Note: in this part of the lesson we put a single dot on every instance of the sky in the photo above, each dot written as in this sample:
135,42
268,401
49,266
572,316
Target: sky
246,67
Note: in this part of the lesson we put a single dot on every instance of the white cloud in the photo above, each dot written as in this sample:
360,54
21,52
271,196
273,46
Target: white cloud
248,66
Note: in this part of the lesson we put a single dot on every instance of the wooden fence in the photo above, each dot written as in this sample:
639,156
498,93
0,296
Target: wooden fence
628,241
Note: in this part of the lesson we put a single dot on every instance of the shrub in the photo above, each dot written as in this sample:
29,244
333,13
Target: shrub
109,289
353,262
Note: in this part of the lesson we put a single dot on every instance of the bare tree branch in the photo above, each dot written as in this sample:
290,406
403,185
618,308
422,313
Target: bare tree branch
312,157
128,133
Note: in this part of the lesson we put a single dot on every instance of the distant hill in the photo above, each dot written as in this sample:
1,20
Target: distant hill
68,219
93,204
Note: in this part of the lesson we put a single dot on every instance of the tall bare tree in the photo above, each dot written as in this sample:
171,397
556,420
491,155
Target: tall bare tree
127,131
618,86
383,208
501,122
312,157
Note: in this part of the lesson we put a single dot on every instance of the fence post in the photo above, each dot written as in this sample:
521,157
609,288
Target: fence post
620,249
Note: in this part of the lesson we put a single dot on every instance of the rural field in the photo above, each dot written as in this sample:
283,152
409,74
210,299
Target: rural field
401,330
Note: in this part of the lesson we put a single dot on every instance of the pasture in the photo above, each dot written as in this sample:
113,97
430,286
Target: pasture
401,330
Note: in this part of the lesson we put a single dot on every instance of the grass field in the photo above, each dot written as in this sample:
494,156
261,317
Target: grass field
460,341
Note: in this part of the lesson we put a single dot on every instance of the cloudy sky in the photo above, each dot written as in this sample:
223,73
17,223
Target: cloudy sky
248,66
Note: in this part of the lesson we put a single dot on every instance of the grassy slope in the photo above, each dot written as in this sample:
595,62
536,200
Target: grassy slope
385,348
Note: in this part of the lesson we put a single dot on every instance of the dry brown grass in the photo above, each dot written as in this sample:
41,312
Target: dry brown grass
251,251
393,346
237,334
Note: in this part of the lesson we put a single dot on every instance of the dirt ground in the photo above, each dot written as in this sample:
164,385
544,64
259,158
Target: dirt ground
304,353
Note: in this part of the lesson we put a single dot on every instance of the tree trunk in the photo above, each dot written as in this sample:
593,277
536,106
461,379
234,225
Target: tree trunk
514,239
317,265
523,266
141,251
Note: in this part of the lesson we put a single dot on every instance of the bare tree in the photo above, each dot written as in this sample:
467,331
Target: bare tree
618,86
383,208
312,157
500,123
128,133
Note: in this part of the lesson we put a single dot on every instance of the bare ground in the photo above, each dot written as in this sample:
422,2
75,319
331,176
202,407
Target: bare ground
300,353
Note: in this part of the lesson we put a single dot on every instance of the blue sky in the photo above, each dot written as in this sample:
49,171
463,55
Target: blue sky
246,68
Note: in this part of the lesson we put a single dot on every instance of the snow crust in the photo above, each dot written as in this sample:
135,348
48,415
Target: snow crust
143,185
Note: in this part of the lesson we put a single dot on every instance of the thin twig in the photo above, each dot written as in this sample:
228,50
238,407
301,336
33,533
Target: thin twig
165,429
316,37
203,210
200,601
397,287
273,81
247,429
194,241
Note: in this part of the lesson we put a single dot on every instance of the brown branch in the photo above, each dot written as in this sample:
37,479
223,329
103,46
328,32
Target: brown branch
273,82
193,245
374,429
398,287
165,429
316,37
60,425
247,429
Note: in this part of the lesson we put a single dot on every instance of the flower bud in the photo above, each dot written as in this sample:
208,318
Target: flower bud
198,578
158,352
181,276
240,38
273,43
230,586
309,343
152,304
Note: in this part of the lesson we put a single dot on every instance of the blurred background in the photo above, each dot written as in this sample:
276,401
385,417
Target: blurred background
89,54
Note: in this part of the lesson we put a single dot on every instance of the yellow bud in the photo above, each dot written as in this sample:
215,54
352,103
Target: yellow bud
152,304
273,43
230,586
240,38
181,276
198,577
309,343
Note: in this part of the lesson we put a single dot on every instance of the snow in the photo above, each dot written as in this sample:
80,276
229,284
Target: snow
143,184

········

◆ **Short exercise**: Please put each line of the listing above into a numbered list, skipping any blank lines.

◆ **Exercise response**:
1. Note: in this part of the lesson we put a single dot on every instance of the sky in the photo above, each dot written as in this sample:
2. 135,42
3. 268,401
4. 49,266
5. 572,316
6. Target: sky
7. 246,67
8. Note: in this part of the lesson we put a single dot on every instance of the white cloud in the photo above, each dot written as in this sample:
9. 360,54
10. 21,52
11. 271,196
12. 273,46
13. Target: white cloud
14. 248,66
15. Note: in this part of the lesson we put a single dot on every instance of the wooden fence in the photo above, each dot written as in this sample:
16. 639,156
17. 498,93
18. 0,296
19. Target: wooden fence
20. 628,241
21. Note: in this part of the lesson we put a single dot on every instance of the shrub in the photo above, each dot written as in this sample:
22. 29,244
23. 333,13
24. Target: shrub
25. 109,289
26. 353,262
27. Note: in this part of the lesson we put a single dot on every instance of the bare tree branch in the photo above, each dot written as in this sample:
28. 290,406
29. 403,185
30. 618,308
31. 422,313
32. Target: bare tree branch
33. 312,157
34. 128,133
35. Note: in this part of the lesson we put a single dot on every instance of the distant hill in the photo above, each dot written as in this sample:
36. 1,20
37. Target: distant hill
38. 68,219
39. 93,204
40. Note: in this part of the lesson we put a single dot on every instance of the tall bare tree in the photo above, each dot written as in this sample:
41. 171,397
42. 556,420
43. 491,155
44. Target: tall bare tree
45. 127,131
46. 618,86
47. 383,208
48. 501,122
49. 312,157
50. Note: in this part of the lesson we put a single dot on every instance of the fence post in the photo above, each dot written as in this sample:
51. 521,157
52. 609,288
53. Target: fence post
54. 620,249
55. Note: in this part of the lesson we put a single dot on every instance of the rural field in the photo above, each dot written as in this sample:
56. 283,152
57. 409,74
58. 210,299
59. Target: rural field
60. 401,330
61. Note: in this part of the lesson we put a single dot on every instance of the pasture in the photo above, each dot written as in this sample:
62. 113,97
63. 430,286
64. Target: pasture
65. 401,330
66. Note: in this part of the lesson we put a single dot on every instance of the grass field in the photo above, each dot written as in this sample:
67. 494,156
68. 261,317
69. Target: grass field
70. 460,341
71. Note: in this part of the lesson we put a single dot on every instance of the cloudy sky in the photo above, each dot written as in this sample:
72. 223,73
73. 17,223
74. Target: cloudy sky
75. 248,66
76. Note: in this part of the lesson we put a single dot on every instance of the grassy slope in the photo above, each dot written as in this sample:
77. 595,62
78. 536,200
79. Target: grassy slope
80. 385,348
81. Note: in this part of the lesson we put a single dot on every instance of the dry brown grass in the photo above, each dot written as in this sample:
82. 41,312
83. Target: dry brown grass
84. 251,251
85. 393,346
86. 237,334
87. Note: in this part of the lesson we put a single dot on every instance of the dirt ground in the photo above, each dot written as in this sample:
88. 164,385
89. 544,64
90. 259,158
91. Target: dirt ground
92. 304,353
93. Note: in this part of the lesson we put a single dot on every instance of the tree trunk in the photo above, each dot written as in this sample:
94. 593,277
95. 536,106
96. 461,379
97. 234,225
98. Target: tree trunk
99. 514,239
100. 317,265
101. 523,266
102. 141,251
103. Note: in this part of the lesson we put a single dot on every instance of the bare tree in the photo above, each dot written as in this sample:
104. 467,331
105. Target: bare tree
106. 618,86
107. 383,208
108. 312,157
109. 500,123
110. 128,133
111. Note: in this part of the lesson we put a single dot on every instance of the bare ground in the photo above, each dot written as in this sample:
112. 422,2
113. 75,319
114. 331,176
115. 202,407
116. Target: bare ground
117. 300,353
118. Note: in this part of the lesson we put a single dot on every instance of the blue sky in the photo above, each dot written as in this sample:
119. 49,171
120. 463,55
121. Target: blue sky
122. 246,68
123. Note: in this part of the lesson we put a single dot on every instance of the snow crust in the photo above, each dot written as in this sample:
124. 135,348
125. 48,415
126. Target: snow crust
127. 143,185
128. Note: in this part of the lesson we put a single dot on every instance of the thin twig in the photo above, each dot written as in this sample:
129. 228,50
130. 238,407
131. 301,336
132. 33,533
133. Target: thin twig
134. 165,429
135. 316,37
136. 203,210
137. 200,601
138. 397,287
139. 273,81
140. 247,429
141. 194,241
142. Note: in this part of the lesson we put a single dot on every instance of the brown branch in the photo above, each dot written as in this sample:
143. 37,479
144. 223,329
145. 103,46
146. 328,32
147. Target: brown branch
148. 273,82
149. 193,245
150. 374,429
151. 398,287
152. 165,429
153. 316,37
154. 60,425
155. 247,429
156. Note: in this part of the lesson we put a single dot on every instance of the flower bud in the photo above, each dot written as in this sample:
157. 208,318
158. Target: flower bud
159. 198,578
160. 158,352
161. 181,276
162. 240,38
163. 273,43
164. 230,586
165. 309,343
166. 152,304
167. Note: in this part of the lesson we put a single dot on every instance of the blurred background in the photo above, each dot written as in this sample:
168. 276,401
169. 385,417
170. Target: blurred background
171. 89,54
172. Note: in this part of the lesson we put a single dot on every instance of the yellow bud in the photo above, each dot written as in this sample:
173. 215,54
174. 352,103
175. Target: yellow bud
176. 152,304
177. 273,43
178. 230,586
179. 240,38
180. 181,276
181. 198,577
182. 309,343
183. Note: in this part of the lesson we put a single dot on every instance of the snow in the photo above, each dot written as in this sample:
184. 80,276
185. 229,284
186. Target: snow
187. 143,184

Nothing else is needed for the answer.